选段:
Producer中计算消息partition的流程较为简单：

若record指定partition，则直接返回。
若自定义了partitioner则使用自定义规则的分区计算方式
若指定了key并未配置partitioner.ignore.keys，则使用murmur2算法得出partition
否则将partition设置为UNKNOWN_PARTITION，这会在org.apache.kafka.clients.producer.internals.RecordAccumulator#append方法中进行处理。

private int partition(ProducerRecord<K, V> record, byte[] serializedKey, byte[] serializedValue, Cluster cluster) {  
    if (record.partition() != null)  
        return record.partition();  
  
    if (partitioner != null) {  
        int customPartition = partitioner.partition(  
            record.topic(), record.key(), serializedKey, record.value(), serializedValue, cluster);  
        if (customPartition < 0) {  
            throw new IllegalArgumentException(String.format(  
                "The partitioner generated an invalid partition number: %d. Partition number should always be non-negative.", customPartition));  
        }  
        return customPartition;  
    }  
  
    if (serializedKey != null && !partitionerIgnoreKeys) {  
        // hash the keyBytes to choose a partition  
        return BuiltInPartitioner.partitionForKey(serializedKey, cluster.partitionsForTopic(record.topic()).size());  
    } else {  
        return RecordMetadata.UNKNOWN_PARTITION;  
    }  
}

Partitioner提供了以下三个接口：

int partition(String topic, Object key, byte[] keyBytes, Object value, byte[] valueBytes, Cluster cluster)：自定义分区计算方法。

给定信息:
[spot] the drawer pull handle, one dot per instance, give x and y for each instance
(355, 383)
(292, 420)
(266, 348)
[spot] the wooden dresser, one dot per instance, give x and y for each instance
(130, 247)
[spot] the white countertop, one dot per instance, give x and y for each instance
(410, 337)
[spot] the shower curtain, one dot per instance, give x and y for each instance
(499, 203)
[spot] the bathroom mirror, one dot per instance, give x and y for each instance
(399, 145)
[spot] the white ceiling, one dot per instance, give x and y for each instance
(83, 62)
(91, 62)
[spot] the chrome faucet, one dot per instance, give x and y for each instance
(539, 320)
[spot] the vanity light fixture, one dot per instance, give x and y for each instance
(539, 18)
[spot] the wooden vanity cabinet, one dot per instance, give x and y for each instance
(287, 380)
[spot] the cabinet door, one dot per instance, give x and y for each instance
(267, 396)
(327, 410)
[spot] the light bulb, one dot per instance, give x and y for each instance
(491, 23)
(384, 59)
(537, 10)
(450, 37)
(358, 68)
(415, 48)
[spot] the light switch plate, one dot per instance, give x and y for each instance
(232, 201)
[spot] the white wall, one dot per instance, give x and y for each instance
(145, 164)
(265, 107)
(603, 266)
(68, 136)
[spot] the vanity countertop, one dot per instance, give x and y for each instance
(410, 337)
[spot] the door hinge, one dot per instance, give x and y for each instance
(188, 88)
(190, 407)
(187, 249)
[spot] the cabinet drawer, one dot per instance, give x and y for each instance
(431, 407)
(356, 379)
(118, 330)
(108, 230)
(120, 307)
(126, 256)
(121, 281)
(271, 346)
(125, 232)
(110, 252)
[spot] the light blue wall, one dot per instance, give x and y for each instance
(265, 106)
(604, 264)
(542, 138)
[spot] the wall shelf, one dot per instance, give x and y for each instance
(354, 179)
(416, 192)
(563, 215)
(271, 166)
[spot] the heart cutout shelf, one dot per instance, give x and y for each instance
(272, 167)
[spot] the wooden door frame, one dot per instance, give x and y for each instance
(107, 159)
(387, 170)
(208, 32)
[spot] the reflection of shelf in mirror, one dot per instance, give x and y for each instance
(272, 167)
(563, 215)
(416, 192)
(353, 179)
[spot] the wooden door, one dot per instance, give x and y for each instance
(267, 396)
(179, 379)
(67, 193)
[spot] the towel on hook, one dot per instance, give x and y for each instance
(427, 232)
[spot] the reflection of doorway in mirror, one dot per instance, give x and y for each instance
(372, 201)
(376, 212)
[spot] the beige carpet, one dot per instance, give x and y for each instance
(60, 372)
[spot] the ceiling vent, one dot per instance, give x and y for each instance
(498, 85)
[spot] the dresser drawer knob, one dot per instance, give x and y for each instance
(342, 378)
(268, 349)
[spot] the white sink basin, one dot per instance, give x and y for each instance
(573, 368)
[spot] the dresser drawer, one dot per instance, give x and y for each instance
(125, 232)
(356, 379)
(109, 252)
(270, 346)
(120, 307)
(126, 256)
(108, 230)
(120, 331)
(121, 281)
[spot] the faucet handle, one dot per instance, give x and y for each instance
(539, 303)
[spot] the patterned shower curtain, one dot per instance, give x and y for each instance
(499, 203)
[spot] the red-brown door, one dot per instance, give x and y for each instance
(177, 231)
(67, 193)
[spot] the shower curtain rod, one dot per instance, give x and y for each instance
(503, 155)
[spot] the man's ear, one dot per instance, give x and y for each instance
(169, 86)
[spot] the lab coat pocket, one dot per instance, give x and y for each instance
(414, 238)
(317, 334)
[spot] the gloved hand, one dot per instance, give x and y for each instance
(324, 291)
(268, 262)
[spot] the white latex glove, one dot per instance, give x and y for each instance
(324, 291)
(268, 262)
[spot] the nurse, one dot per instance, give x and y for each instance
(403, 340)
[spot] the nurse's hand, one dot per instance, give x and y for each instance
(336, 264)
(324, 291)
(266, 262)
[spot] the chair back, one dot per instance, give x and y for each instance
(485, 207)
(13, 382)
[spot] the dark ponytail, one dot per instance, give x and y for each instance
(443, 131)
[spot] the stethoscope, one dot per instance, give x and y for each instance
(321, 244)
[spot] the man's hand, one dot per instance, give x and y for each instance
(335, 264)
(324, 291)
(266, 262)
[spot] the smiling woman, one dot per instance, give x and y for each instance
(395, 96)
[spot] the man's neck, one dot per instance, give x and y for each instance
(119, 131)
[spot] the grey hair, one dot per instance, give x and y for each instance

问题:
A) 请把选段中从“Producer中计算消息partition的流程较为简单：”到“(record.partition() != null)”的文字照原样抄录下来。
B) 请将选段里以“Producer中计算消息partition”开头的那一段连同其下列出的各条规则改写得更简短，保留主要事实。
C) 根据选段，指定了key且未配置partitioner.ignore.keys时，用哪种算法得出partition？

逐题解答:
A)
Producer中计算消息partition的流程较为简单：

若record指定partition，则直接返回。
若自定义了partitioner则使用自定义规则的分区计算方式
若指定了key并未配置partitioner.ignore.keys，则使用murmur2算法得出partition
否则将partition设置为UNKNOWN_PARTITION，这会在org.apache.kafka.clients.producer.internals.RecordAccumulator#append方法中进行处理。

private int partition(ProducerRecord<K, V> record, byte[] serializedKey, byte[] serializedValue, Cluster cluster) {  
    if (record.partition() != null)

B) Producer按以下顺序确定消息的partition：record已指定partition时直接返回；配置了自定义partitioner时按其规则计算；指定了key且未配置partitioner.ignore.keys时用murmur2算法得出；其余情况设为UNKNOWN_PARTITION，交由RecordAccumulator#append方法处理。

C) murmur2算法。